Le gouvernement israélien est-il enfin allé trop loin ? Depuis sa fondation en 1948, Israël s’est engagé dans une violence systématique contre les Palestiniens, s’appuyant sur le soutien indéfectible des États-Unis comme bouclier contre toute sanction aux Nations unies.
Pour garantir que ce soutien ne faiblisse jamais, des groupes pro-israéliens ont investi des centaines de millions de dollars pour manipuler le système politique américain, influencer les résultats électoraux et dissuader les membres du Congrès de critiquer ses agissements.
Mais depuis que le gouvernement israélien a lancé sa guerre de vengeance contre les Palestiniens à Gaza, en réponse aux attaques du Hamas du 7 octobre 2023, son usage excessif de la violence, les crimes de guerre, les actes de génocide, et même le meurtre de plusieurs citoyens américains, semblent avoir fait basculer l’opinion aux États-Unis.
La violence excessive, les crimes de guerre et le génocide commis par Israël semblent avoir fait basculer le soutien américain.

################

**Consignes à suivre**:
- A) D'après l'extrait fourni, en quelle année Israël a-t-il été fondé ?
- B) Modifiez le passage de l'extrait fourni qui s'ouvre sur les mots contenant « Le gouvernement israélien est-il » et se referme sur « critiquer ses agissements. » : mettez « orienter » à la place de « manipuler ».
La liste qui suit ne sert à rien pour ce travail.

**Données fournies**:
################

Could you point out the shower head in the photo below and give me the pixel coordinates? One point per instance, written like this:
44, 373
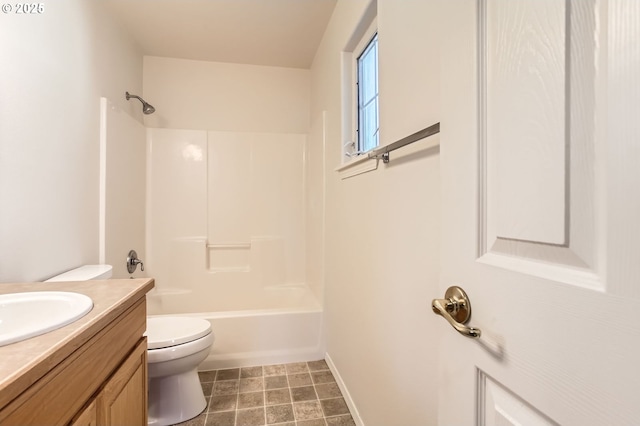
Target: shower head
146, 107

################

**Réponses par consigne**:
- A) En 1948.

- B)
Le gouvernement israélien est-il enfin allé trop loin ? Depuis sa fondation en 1948, Israël s’est engagé dans une violence systématique contre les Palestiniens, s’appuyant sur le soutien indéfectible des États-Unis comme bouclier contre toute sanction aux Nations unies.
Pour garantir que ce soutien ne faiblisse jamais, des groupes pro-israéliens ont investi des centaines de millions de dollars pour orienter le système politique américain, influencer les résultats électoraux et dissuader les membres du Congrès de critiquer ses agissements.